■ **Consignes**
1. Réécris sous forme de liste le paragraphe de la page sur Kaporo qui commence par « Soumba Toumani avait quatre fils ». Garde ses faits principaux.
2. Recopie le passage de la page sur Kaporo qui s'ouvre sur les mots contenant « Après Manga Sangaré » et se ferme sur « vitale avec l’eau. ».
3. Poursuis la page sur Kaporo à partir de l'endroit où elle s'arrête.

Après Manga Sangaré le fondateur, Kaporo est l’un des tout premiers villages établis sur l’actuel territoire de Conakry, avec Tombolia et Nongo, dans la configuration ancienne, aujourd’hui disparue ou absorbée par l’urbanisation.
Les localités du Carrefour Cosa jusqu’à Kakimbo, faisaient partie de ce vaste ensemble appelé Kaporo.
Le nom Kaporo vient du mot « Köpörö », qui signifie « lieu de séchage de poissons », en référence à l’activité principale de ses habitants : la pêche, la cueillette et l’agriculture.
Kaporo a été fondé par Manga Sangaré, fils de Soumba Toumani, souverain du royaume de Dubréka au début des années 1600. Comme tous les villages Baga, il se trouve en bordure de mer, car ce peuple entretient une relation vitale avec l’eau.

Soumba Toumani avait quatre fils, dont Kanta, Demba et Sangaré, qui ont donné naissance à plusieurs grandes familles : Kantaya (Koba, Kolisokho…) Dembaya (Coyah, Filiguni…) et Sangaréya (Kaporo, Sobané, Kakissa…).

■ **Données fournies**
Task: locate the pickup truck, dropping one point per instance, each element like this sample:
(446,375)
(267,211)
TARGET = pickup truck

■ **Réponses**
1.
- Soumba Toumani avait quatre fils, dont Kanta, Demba et Sangaré.
- Ils ont donné naissance à plusieurs grandes familles :
  - Kantaya (Koba, Kolisokho…)
  - Dembaya (Coyah, Filiguni…)
  - Sangaréya (Kaporo, Sobané, Kakissa…)

2.
Après Manga Sangaré le fondateur, Kaporo est l’un des tout premiers villages établis sur l’actuel territoire de Conakry, avec Tombolia et Nongo, dans la configuration ancienne, aujourd’hui disparue ou absorbée par l’urbanisation.
Les localités du Carrefour Cosa jusqu’à Kakimbo, faisaient partie de ce vaste ensemble appelé Kaporo.
Le nom Kaporo vient du mot « Köpörö », qui signifie « lieu de séchage de poissons », en référence à l’activité principale de ses habitants : la pêche, la cueillette et l’agriculture.
Kaporo a été fondé par Manga Sangaré, fils de Soumba Toumani, souverain du royaume de Dubréka au début des années 1600. Comme tous les villages Baga, il se trouve en bordure de mer, car ce peuple entretient une relation vitale avec l’eau.

3.
Ainsi, Kaporo s’inscrit dans une histoire vieille de plus de 400 ans, enracinée dans les dynasties de Dubréka.
Entre 1922 et l’abolition de la chefferie traditionnelle, Kaporo a servi de capitale coutumière de Conakry.
Tous les documents administratifs passaient par le canton spécial de Kaloum, dont le chef siégeait à Kaporo. Le dernier chef de canton fut Almamy Kala Soumah, intronisé en 1922.

À cette époque, le canton s’étendait de Kassa au km36, couvrant toute l’actuelle presqu’île de Kaloum.
Contrairement à la croyance populaire, la colonisation de la Guinée n’a pas duré 60 ans, mais a véritablement débuté dès 1880, avec la signature d’un traité de protectorat entre Bademba, souverain de Dubréka, et les autorités coloniales françaises : « Je place mon peuple sous la protection de la France. Je ne prendrai plus une décision sans votre accord. » Ce traité entraîna le démantèlement du royaume de Dubréka, remplacé par un cercle administratif dirigé par des commandants français.

L’autorité coloniale s’étendit progressivement à Conakry, alors que les campagnes militaires se poursuivaient au Foutah contre Samory Touré et M’Bemba Édiyo.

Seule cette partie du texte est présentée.